* **STATED GOAL**:
Reproduce every item below verbatim, leaving out the pictures.

* **DATA SHOWN**:

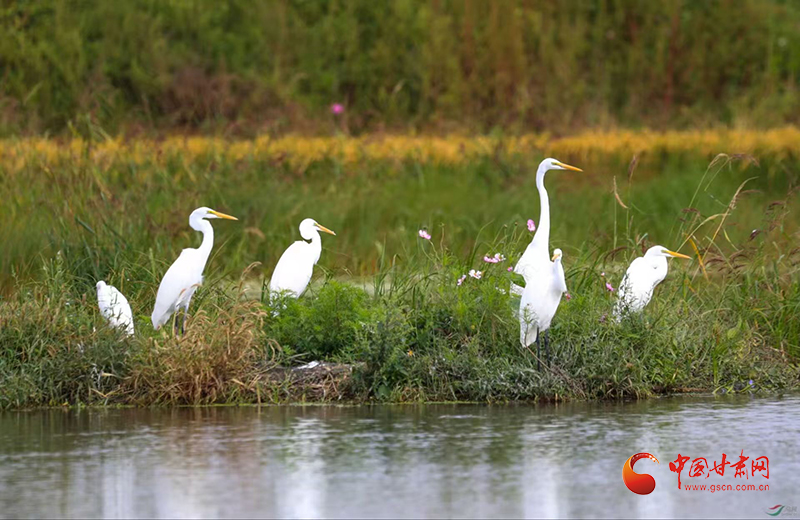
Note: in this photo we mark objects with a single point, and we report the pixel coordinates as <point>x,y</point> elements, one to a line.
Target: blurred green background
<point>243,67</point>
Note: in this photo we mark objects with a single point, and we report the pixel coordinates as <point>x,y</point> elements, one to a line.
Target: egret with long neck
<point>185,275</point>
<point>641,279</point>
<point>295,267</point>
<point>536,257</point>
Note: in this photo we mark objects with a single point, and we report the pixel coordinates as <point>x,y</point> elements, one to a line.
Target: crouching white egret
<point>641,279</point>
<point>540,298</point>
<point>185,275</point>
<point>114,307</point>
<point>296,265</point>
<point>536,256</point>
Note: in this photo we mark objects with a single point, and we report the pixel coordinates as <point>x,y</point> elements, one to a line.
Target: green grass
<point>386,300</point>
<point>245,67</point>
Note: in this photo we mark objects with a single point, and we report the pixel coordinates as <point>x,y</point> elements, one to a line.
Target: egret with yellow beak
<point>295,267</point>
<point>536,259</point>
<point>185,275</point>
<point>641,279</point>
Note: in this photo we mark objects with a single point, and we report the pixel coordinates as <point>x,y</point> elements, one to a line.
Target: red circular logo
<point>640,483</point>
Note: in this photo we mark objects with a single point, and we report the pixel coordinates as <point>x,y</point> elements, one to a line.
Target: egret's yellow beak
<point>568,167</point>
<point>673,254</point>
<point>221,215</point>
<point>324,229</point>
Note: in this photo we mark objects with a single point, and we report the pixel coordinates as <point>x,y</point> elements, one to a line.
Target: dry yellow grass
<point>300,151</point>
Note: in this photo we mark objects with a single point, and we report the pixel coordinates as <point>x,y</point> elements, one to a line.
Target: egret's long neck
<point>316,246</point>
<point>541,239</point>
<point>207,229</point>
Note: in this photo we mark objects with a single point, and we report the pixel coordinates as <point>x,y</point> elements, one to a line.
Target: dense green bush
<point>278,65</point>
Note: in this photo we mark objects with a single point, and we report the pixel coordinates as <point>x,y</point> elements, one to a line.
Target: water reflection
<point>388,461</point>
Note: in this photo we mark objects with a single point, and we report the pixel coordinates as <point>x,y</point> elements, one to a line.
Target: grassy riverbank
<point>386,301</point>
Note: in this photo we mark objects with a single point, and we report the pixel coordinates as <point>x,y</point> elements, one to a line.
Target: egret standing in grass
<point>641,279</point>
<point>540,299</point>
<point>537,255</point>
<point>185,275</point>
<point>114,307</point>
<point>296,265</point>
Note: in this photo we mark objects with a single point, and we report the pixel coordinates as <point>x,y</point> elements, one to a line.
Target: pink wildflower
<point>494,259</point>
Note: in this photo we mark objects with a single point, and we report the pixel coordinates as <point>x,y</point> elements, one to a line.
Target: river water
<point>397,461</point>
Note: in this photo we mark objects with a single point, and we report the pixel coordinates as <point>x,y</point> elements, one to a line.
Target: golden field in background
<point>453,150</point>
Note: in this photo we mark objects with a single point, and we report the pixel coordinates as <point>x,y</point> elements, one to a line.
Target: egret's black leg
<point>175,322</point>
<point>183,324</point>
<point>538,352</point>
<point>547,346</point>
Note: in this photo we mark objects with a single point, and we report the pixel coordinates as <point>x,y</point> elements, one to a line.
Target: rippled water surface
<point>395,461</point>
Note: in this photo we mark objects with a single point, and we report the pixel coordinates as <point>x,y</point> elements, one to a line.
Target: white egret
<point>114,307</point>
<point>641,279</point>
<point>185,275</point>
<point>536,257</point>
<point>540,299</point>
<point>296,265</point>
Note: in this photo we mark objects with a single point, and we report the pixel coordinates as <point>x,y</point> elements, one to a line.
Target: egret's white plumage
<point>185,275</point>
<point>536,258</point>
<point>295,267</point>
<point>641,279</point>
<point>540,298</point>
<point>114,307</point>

* **RESULT OF THE TASK**:
Note: in this photo we mark objects with a single point, and we report the pixel coordinates as <point>x,y</point> elements, one to a line.
Target: blurred green background
<point>243,67</point>
Note: in this photo we mark objects with a single point, and we report the pixel coordinates as <point>x,y</point> elements, one to a line.
Target: egret with long neck
<point>185,275</point>
<point>641,279</point>
<point>295,267</point>
<point>536,257</point>
Note: in this photo we mark objects with a single point, and we report the pixel coordinates as <point>x,y</point> elements, one to a line.
Target: crouching white egret
<point>641,279</point>
<point>540,298</point>
<point>185,275</point>
<point>114,307</point>
<point>296,265</point>
<point>536,256</point>
Note: in this photo we mark objects with a single point, and we report the pixel coordinates as <point>x,y</point> elements, one to a line.
Target: green grass
<point>386,300</point>
<point>245,67</point>
Note: in this photo we mark objects with a single point, and we report the pixel coordinates as <point>x,y</point> elements, one to a line.
Target: egret with yellow beak
<point>295,267</point>
<point>536,259</point>
<point>185,275</point>
<point>641,279</point>
Note: in this photo we mark objects with a single point, and we report the pixel coordinates as <point>x,y</point> elements, one to a line.
Target: red circular logo
<point>640,483</point>
Note: in this photo we mark objects with a single point, and we report the pixel coordinates as <point>x,y</point> elements, one to a line.
Target: egret's yellow beak
<point>568,167</point>
<point>673,254</point>
<point>221,215</point>
<point>324,229</point>
Note: in this photo we mark objects with a single point, and we report the pixel coordinates as <point>x,y</point> elements, one to a line.
Target: dry yellow grass
<point>300,151</point>
Note: in this photo we mark objects with a single point, and we report the pixel coordinates as <point>x,y</point> elements, one to a line.
Target: egret's long neck
<point>316,246</point>
<point>541,239</point>
<point>207,229</point>
Note: in this photo we mark objects with a single point, and we report the pixel coordinates as <point>x,y</point> elements, one to a line.
Target: dense green bush
<point>278,65</point>
Note: in this photo we mark objects with a single point, and we report the pixel coordinates as <point>x,y</point> elements, one to a line.
Target: water reflection
<point>388,461</point>
Note: in this photo we mark objects with a single point, and we report the pixel coordinates as <point>x,y</point> elements, one to a line.
Target: grassy riverbank
<point>386,301</point>
Note: in this photo we mark objects with a single point, and we report the pixel coordinates as <point>x,y</point> elements, one to a line.
Target: egret standing in grass
<point>641,279</point>
<point>540,299</point>
<point>537,255</point>
<point>185,275</point>
<point>114,307</point>
<point>296,265</point>
Note: in this photo we mark objects with a single point, and we report the pixel coordinates as <point>x,y</point> elements, one to a line.
Target: pink wildflower
<point>494,259</point>
Note: in this photo we mark objects with a single point, and we report the pixel coordinates as <point>x,y</point> elements, one to a line.
Target: river water
<point>397,461</point>
Note: in this photo we mark objects with a single point, and we report the pixel coordinates as <point>x,y</point> elements, one to a line.
Target: golden field in background
<point>453,150</point>
Note: in this photo we mark objects with a single point, and we report the pixel coordinates as <point>x,y</point> elements, one to a line.
Target: egret's black leg
<point>175,322</point>
<point>183,324</point>
<point>538,352</point>
<point>547,346</point>
Note: in this photo we mark objects with a single point, and we report the pixel coordinates as <point>x,y</point> elements, one to a line.
Target: rippled water surface
<point>395,461</point>
Note: in this photo we mark objects with a single point, and we report the pixel coordinates as <point>x,y</point> elements, one to a line.
Target: white egret
<point>114,307</point>
<point>641,279</point>
<point>185,275</point>
<point>536,257</point>
<point>540,299</point>
<point>296,265</point>
Note: in this photo we mark objects with a single point, and we report the pixel coordinates as <point>x,y</point> elements, one to a line.
Target: egret's white plumage
<point>185,275</point>
<point>536,258</point>
<point>295,267</point>
<point>641,279</point>
<point>540,298</point>
<point>114,307</point>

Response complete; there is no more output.